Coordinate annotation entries
● ● ● ● ● ● ●

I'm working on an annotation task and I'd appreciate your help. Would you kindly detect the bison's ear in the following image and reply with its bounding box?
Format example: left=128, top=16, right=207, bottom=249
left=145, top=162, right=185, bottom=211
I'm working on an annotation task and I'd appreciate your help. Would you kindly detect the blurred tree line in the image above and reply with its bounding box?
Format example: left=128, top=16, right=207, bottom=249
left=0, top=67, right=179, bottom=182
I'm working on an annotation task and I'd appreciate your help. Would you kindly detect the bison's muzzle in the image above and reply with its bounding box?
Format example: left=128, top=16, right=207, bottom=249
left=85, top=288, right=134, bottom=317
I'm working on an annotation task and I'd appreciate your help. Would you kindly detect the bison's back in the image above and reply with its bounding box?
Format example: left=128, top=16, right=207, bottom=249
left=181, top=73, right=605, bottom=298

● ● ● ● ● ● ●

→ Instructions to follow
Please give every line of the rows above as a JSON list of strings, one string per line, with blank lines omitted.

→ Result of this task
[
  "I'm working on an annotation task and I'd appreciate your help. Would you kindly detect the bison's ear in the following image and reply with its bounding box?",
  "Format example: left=128, top=16, right=207, bottom=249",
  "left=145, top=162, right=185, bottom=211",
  "I'm working on an annotation task and I'd appreciate your help. Would you kindly detect the blurred tree line in the image above and reply with its bounding box?",
  "Format example: left=128, top=16, right=207, bottom=249",
  "left=0, top=67, right=179, bottom=182",
  "I'm working on an annotation task and I'd appreciate your help. Would you kindly detect the bison's muzzle in the image above and reply with its bounding box?",
  "Format example: left=128, top=16, right=207, bottom=249",
  "left=85, top=288, right=134, bottom=317",
  "I'm working on an annotation task and I'd appreciate your help. Would you kindly detect the bison's back in the image above and reply with its bounding box?",
  "Format example: left=128, top=16, right=207, bottom=249",
  "left=181, top=73, right=605, bottom=298"
]